Oaxaca Indigenous Public Schools: Lessons Learned on Community Education

Estudiantes de secundaria coimunitaria. Foto: Eva López Chávez

FROM THE EDITORS: This relevant article is part of the Tzam Trece Semillas Zapatistas project, a plural, multicultural space that proposes a dialogue (tzam means dialogue in Ayapaneco) between communities, ideas, projects, dreams of the original Mexican peoples. The project’s goal is to publish the work of 130 collaborators in thirteen months, from May 2021 to May 2022, thirteen being a sacred number in the autonomous regions. As Awasqa, we have made a commitment to translate one article into English per month.

SOURCE: https://tzamtrecesemillas.org/sitio/construir-la-escuela-desde-la-comunidad-mi-experiencia-como-docente-en-la-secundaria-comunitaria/

Estudiantes de secundaria coimunitaria. Foto: Eva López Chávez
Community high school students. Photo: Eva López Chávez

Building schools from a community perspective. My experience as a teacher at the Community High School

This essay is a small testimony of my participation in the implementation of Oaxaca’s Community High School model. With the emergence of the Zapatista uprising that sought the vindication of indigenous peoples during that time, the parents and families of the peoples of Oaxaca’s Sierra Norte began demanding an educational model that could allow their daughters and sons to finish high school while maintaining their language and culture.

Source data
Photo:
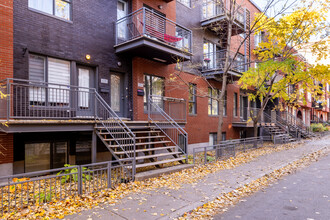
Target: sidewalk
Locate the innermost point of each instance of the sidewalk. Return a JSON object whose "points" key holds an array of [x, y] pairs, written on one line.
{"points": [[165, 203]]}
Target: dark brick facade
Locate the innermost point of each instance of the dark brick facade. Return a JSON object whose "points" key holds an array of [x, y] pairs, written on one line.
{"points": [[91, 31]]}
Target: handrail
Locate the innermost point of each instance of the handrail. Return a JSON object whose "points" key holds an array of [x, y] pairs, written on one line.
{"points": [[172, 135], [114, 124]]}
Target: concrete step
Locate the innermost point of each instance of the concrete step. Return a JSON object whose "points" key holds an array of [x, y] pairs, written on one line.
{"points": [[160, 162], [157, 172], [147, 149], [136, 138], [157, 155], [141, 144]]}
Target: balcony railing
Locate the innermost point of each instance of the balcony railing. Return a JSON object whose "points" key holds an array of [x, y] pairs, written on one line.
{"points": [[27, 99], [216, 61], [216, 8], [147, 23]]}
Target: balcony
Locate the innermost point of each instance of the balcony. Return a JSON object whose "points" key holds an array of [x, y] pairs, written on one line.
{"points": [[215, 17], [145, 33], [213, 64]]}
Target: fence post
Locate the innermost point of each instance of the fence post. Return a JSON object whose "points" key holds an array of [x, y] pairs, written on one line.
{"points": [[79, 180], [109, 174]]}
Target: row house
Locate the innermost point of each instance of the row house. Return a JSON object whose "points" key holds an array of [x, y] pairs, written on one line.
{"points": [[87, 80]]}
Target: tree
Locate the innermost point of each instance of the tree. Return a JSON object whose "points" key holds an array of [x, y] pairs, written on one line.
{"points": [[279, 65], [231, 8]]}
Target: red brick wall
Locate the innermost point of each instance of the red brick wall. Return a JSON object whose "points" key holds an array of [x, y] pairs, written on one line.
{"points": [[198, 126], [6, 148], [6, 69], [6, 39], [167, 8]]}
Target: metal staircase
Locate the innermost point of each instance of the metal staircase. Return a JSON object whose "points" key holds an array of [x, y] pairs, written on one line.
{"points": [[146, 142]]}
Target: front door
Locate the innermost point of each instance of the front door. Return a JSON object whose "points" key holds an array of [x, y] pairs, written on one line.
{"points": [[117, 93], [85, 99]]}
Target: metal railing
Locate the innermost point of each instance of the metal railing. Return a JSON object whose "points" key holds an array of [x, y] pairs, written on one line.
{"points": [[18, 192], [148, 23], [160, 112], [229, 148], [28, 99], [216, 61], [216, 8], [122, 136]]}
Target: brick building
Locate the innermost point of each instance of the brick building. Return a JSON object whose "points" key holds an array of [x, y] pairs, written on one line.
{"points": [[79, 64]]}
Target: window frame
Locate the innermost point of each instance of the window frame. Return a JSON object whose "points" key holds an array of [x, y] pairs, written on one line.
{"points": [[192, 98], [183, 2], [53, 14], [235, 105], [210, 102]]}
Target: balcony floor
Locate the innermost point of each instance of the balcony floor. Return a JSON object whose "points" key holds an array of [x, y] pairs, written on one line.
{"points": [[152, 49]]}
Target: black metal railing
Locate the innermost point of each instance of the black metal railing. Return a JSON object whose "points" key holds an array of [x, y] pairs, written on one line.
{"points": [[216, 61], [216, 8], [165, 113], [18, 192], [148, 23]]}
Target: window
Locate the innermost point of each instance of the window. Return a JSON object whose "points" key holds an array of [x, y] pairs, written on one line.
{"points": [[212, 139], [235, 105], [258, 38], [185, 2], [58, 8], [225, 104], [223, 135], [153, 86], [210, 54], [213, 107], [192, 99], [58, 73]]}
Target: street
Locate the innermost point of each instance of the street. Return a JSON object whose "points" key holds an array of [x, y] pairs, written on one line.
{"points": [[303, 195]]}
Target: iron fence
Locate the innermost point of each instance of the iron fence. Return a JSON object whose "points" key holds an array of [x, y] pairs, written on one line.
{"points": [[226, 149], [165, 113], [23, 190], [148, 23]]}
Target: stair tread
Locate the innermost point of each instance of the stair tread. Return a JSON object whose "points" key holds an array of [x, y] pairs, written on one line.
{"points": [[136, 132], [147, 149], [136, 138], [159, 162], [144, 143], [157, 155]]}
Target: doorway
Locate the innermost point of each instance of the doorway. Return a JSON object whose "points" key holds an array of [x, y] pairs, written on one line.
{"points": [[85, 99], [117, 93]]}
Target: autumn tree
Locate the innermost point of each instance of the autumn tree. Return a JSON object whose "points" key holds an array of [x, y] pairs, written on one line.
{"points": [[278, 64], [227, 29]]}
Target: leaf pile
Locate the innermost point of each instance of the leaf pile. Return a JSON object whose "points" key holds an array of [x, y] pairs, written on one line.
{"points": [[74, 204], [221, 204]]}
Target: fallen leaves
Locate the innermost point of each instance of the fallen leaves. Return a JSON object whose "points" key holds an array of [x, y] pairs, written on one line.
{"points": [[221, 204], [73, 204]]}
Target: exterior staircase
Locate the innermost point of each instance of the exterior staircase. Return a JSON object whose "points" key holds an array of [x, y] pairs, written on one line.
{"points": [[152, 147]]}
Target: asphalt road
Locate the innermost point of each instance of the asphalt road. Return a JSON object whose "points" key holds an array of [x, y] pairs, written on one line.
{"points": [[304, 195]]}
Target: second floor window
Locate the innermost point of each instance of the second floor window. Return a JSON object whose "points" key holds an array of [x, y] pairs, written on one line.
{"points": [[185, 2], [58, 8], [192, 99], [213, 108]]}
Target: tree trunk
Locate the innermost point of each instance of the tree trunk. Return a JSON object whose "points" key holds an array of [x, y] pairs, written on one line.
{"points": [[224, 76]]}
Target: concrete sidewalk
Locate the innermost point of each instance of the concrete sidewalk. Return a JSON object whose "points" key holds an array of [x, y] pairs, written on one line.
{"points": [[165, 203]]}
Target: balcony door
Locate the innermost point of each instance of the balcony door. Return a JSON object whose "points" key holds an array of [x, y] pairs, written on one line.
{"points": [[122, 11], [117, 93], [85, 95]]}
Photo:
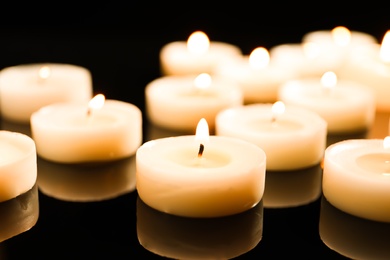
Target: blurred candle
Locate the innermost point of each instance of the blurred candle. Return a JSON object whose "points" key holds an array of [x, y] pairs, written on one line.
{"points": [[257, 77], [26, 88], [197, 55]]}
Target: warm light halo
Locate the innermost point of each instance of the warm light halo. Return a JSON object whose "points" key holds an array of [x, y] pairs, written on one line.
{"points": [[259, 58], [385, 48], [44, 72], [341, 35], [198, 43], [202, 81]]}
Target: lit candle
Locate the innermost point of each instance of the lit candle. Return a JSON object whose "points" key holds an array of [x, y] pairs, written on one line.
{"points": [[371, 66], [102, 130], [356, 177], [197, 55], [291, 137], [347, 106], [179, 102], [18, 164], [256, 75], [201, 175], [19, 214], [26, 88]]}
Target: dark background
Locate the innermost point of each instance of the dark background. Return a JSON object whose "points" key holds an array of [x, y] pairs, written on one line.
{"points": [[120, 43]]}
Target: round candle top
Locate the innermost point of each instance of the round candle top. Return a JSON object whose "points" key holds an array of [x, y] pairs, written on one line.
{"points": [[293, 138], [26, 88], [179, 102], [197, 55], [208, 177], [77, 133], [256, 75], [356, 177], [18, 166], [347, 106]]}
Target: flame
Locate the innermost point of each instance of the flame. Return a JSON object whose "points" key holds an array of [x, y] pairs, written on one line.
{"points": [[202, 131], [44, 72], [202, 81], [386, 142], [341, 35], [198, 43], [329, 80], [385, 48], [259, 58]]}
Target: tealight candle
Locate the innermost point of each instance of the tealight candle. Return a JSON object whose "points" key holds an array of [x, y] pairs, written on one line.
{"points": [[197, 55], [347, 106], [356, 177], [18, 164], [291, 137], [371, 66], [26, 88], [179, 102], [200, 176], [256, 75], [98, 131]]}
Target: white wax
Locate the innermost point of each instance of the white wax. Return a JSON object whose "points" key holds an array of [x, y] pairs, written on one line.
{"points": [[22, 91], [173, 102], [292, 57], [63, 132], [257, 84], [295, 140], [175, 59], [227, 179], [18, 166], [367, 68], [356, 178], [347, 107]]}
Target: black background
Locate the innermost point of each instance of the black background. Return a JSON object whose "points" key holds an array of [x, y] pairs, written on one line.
{"points": [[120, 43]]}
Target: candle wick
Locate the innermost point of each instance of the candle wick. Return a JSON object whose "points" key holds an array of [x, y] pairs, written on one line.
{"points": [[201, 149]]}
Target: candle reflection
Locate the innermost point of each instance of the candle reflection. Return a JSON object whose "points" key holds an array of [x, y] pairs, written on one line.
{"points": [[189, 238], [292, 188], [83, 183], [351, 236], [19, 215]]}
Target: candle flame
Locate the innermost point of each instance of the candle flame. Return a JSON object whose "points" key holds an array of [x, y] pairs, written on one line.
{"points": [[329, 80], [44, 72], [96, 103], [278, 108], [198, 43], [341, 35], [311, 50], [385, 48], [259, 58], [386, 142], [202, 81]]}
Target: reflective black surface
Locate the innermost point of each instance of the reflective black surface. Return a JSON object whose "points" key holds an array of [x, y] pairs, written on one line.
{"points": [[94, 212]]}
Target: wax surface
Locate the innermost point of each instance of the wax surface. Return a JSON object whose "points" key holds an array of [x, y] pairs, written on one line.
{"points": [[227, 179]]}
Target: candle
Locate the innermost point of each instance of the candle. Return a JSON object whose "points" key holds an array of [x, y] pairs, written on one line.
{"points": [[304, 59], [291, 137], [179, 102], [200, 176], [97, 131], [347, 106], [371, 66], [177, 237], [26, 88], [356, 177], [293, 188], [197, 55], [86, 183], [18, 166], [258, 78], [20, 214]]}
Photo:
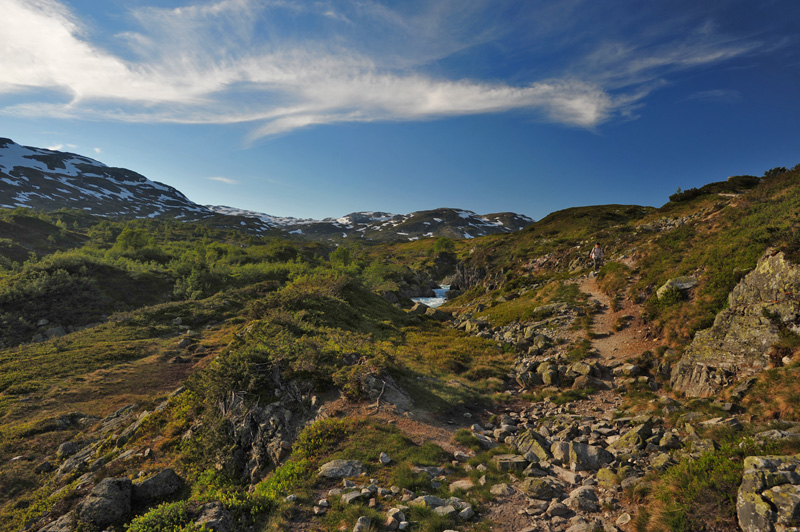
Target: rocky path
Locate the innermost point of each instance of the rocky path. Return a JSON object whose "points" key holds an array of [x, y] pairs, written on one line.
{"points": [[634, 336]]}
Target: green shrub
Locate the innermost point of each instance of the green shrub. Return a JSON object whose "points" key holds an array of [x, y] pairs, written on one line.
{"points": [[168, 517]]}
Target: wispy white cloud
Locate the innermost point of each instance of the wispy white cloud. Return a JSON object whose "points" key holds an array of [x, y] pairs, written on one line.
{"points": [[233, 61], [226, 180], [717, 95]]}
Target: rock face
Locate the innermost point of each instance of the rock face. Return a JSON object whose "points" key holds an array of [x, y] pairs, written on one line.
{"points": [[341, 469], [109, 502], [734, 348], [769, 496]]}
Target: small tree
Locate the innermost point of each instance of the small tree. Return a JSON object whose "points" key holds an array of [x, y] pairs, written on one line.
{"points": [[772, 172]]}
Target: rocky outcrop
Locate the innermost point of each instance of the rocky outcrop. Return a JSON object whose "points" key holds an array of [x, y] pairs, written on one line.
{"points": [[109, 503], [735, 347], [466, 277], [769, 496]]}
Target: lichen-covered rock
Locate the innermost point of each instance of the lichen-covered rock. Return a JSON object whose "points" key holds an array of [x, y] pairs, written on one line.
{"points": [[509, 462], [341, 469], [161, 486], [769, 496], [531, 441], [734, 347], [542, 488], [214, 516], [584, 457], [678, 283], [633, 440], [109, 503]]}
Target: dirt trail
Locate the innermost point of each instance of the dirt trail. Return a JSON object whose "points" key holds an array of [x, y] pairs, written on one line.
{"points": [[632, 340]]}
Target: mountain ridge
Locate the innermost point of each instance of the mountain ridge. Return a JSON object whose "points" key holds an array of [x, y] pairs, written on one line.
{"points": [[49, 180]]}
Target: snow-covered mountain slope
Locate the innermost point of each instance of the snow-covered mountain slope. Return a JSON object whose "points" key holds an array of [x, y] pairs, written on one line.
{"points": [[50, 180], [382, 226]]}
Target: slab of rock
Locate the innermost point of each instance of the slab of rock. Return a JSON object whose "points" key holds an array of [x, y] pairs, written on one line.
{"points": [[465, 485], [531, 441], [214, 516], [633, 440], [109, 503], [677, 283], [509, 462], [341, 469], [732, 349], [541, 488], [160, 487], [584, 457], [769, 496]]}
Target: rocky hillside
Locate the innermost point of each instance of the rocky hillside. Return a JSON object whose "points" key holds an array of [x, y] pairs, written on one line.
{"points": [[265, 385], [386, 227], [51, 180]]}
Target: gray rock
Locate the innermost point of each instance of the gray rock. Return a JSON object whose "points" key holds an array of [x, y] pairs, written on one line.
{"points": [[583, 500], [65, 523], [214, 516], [509, 462], [362, 524], [109, 503], [542, 488], [160, 487], [558, 509], [431, 501], [341, 469], [446, 511], [678, 283], [464, 485], [769, 496], [733, 348], [68, 449], [584, 457], [485, 441], [502, 489]]}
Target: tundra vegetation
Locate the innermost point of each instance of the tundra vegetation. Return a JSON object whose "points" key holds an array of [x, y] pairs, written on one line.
{"points": [[97, 314]]}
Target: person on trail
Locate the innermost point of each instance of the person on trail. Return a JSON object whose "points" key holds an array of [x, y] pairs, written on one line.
{"points": [[597, 256]]}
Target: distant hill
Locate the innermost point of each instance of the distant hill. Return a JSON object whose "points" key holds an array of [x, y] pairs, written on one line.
{"points": [[50, 180], [382, 226]]}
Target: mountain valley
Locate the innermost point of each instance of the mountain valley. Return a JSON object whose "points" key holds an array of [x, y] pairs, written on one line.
{"points": [[170, 366]]}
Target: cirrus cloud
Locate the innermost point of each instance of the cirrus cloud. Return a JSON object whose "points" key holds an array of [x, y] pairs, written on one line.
{"points": [[233, 61]]}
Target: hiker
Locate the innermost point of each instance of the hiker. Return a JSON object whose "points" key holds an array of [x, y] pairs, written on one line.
{"points": [[597, 256]]}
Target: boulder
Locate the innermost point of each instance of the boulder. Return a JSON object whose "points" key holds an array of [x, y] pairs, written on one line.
{"points": [[678, 283], [341, 469], [65, 523], [584, 457], [418, 309], [214, 516], [68, 449], [632, 441], [362, 524], [541, 488], [733, 348], [438, 315], [464, 485], [769, 496], [583, 500], [509, 462], [160, 487], [109, 503]]}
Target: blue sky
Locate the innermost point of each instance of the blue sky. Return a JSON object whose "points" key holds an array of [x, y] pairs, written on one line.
{"points": [[321, 108]]}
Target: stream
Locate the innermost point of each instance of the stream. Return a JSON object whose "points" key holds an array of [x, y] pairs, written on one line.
{"points": [[433, 302]]}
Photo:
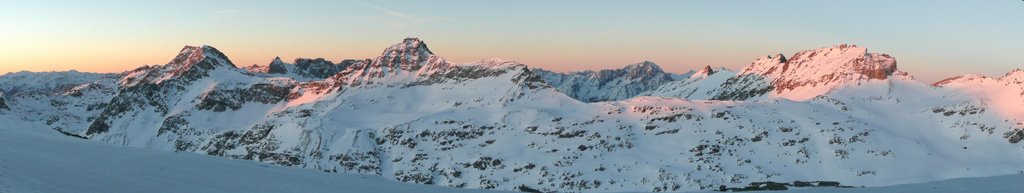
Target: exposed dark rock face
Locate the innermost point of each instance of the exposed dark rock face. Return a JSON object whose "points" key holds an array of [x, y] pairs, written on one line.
{"points": [[607, 84], [3, 103], [743, 87], [145, 88], [276, 67], [222, 100]]}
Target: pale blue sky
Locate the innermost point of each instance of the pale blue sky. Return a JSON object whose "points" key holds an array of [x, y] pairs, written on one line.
{"points": [[930, 39]]}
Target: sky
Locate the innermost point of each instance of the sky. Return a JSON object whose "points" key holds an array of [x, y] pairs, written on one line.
{"points": [[930, 39]]}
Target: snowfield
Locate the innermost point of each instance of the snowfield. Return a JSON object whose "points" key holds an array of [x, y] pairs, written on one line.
{"points": [[42, 161], [838, 114]]}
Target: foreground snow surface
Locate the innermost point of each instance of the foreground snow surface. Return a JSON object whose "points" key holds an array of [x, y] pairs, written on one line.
{"points": [[37, 160], [41, 161]]}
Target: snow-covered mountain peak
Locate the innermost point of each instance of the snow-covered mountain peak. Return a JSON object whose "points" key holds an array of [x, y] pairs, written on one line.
{"points": [[190, 64], [494, 63], [816, 72], [1017, 75], [190, 55], [411, 50], [704, 72], [609, 84]]}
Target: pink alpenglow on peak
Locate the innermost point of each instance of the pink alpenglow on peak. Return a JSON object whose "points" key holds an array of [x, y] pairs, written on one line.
{"points": [[811, 73]]}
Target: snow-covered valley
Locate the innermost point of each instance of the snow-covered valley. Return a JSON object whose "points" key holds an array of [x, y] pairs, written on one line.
{"points": [[836, 113]]}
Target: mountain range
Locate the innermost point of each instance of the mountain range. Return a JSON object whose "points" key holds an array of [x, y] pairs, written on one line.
{"points": [[837, 113]]}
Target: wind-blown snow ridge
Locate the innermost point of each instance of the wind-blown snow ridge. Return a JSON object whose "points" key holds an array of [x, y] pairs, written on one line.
{"points": [[412, 116], [612, 84]]}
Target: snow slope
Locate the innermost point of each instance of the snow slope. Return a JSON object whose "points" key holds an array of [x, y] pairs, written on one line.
{"points": [[612, 84], [412, 116], [46, 161]]}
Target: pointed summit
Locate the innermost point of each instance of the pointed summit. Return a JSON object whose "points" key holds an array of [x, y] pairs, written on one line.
{"points": [[409, 47], [192, 55], [412, 53], [704, 72], [276, 66], [643, 69], [193, 63]]}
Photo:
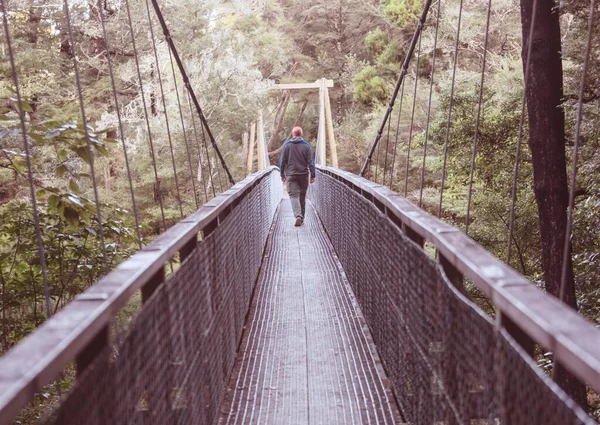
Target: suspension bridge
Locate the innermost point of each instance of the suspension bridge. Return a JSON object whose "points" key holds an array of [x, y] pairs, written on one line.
{"points": [[359, 316]]}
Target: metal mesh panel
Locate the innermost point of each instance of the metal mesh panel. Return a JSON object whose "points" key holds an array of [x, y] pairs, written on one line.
{"points": [[173, 366], [446, 359]]}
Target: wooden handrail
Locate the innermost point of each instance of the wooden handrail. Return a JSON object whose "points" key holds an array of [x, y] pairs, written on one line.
{"points": [[574, 340], [39, 358]]}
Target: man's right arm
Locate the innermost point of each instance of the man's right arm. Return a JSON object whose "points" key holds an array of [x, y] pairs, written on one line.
{"points": [[310, 159], [283, 161]]}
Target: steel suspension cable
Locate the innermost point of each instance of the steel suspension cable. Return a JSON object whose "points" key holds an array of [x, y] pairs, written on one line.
{"points": [[210, 172], [377, 158], [435, 39], [164, 103], [586, 60], [147, 119], [412, 118], [403, 71], [520, 137], [449, 118], [121, 131], [187, 84], [478, 120], [387, 146], [392, 167], [185, 139], [21, 111], [198, 148], [90, 154]]}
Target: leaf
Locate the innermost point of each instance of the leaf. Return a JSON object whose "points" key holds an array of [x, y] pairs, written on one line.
{"points": [[81, 152], [26, 106], [38, 138], [61, 170], [52, 134], [53, 201], [74, 187], [19, 165], [101, 149], [75, 199], [71, 216]]}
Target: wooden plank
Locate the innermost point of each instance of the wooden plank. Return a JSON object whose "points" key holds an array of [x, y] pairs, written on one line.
{"points": [[300, 86], [39, 358], [574, 340], [330, 133]]}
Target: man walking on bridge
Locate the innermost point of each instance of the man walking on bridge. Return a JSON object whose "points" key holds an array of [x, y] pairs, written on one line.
{"points": [[295, 163]]}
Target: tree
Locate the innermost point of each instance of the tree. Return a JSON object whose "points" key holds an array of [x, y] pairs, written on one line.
{"points": [[544, 93]]}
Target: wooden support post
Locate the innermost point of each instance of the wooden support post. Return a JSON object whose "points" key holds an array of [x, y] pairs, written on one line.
{"points": [[261, 145], [321, 149], [251, 146], [330, 133], [245, 147]]}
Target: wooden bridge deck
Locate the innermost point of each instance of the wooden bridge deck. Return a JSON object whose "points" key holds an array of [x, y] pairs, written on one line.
{"points": [[306, 356]]}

▶ [REQUIRED ACTIONS]
[1] From the article on Oaxaca's community schools, print the passage that begins with the words containing "Oaxaca Indigenous Public" and ends with "English per month.".
[2] According to the article on Oaxaca's community schools, what does the word "tzam" mean in Ayapaneco?

▶ [FULL SOLUTIONS]
[1]
Oaxaca Indigenous Public Schools: Lessons Learned on Community Education

Estudiantes de secundaria coimunitaria. Foto: Eva López Chávez

FROM THE EDITORS: This relevant article is part of the Tzam Trece Semillas Zapatistas project, a plural, multicultural space that proposes a dialogue (tzam means dialogue in Ayapaneco) between communities, ideas, projects, dreams of the original Mexican peoples. The project’s goal is to publish the work of 130 collaborators in thirteen months, from May 2021 to May 2022, thirteen being a sacred number in the autonomous regions. As Awasqa, we have made a commitment to translate one article into English per month.

[2] It means dialogue.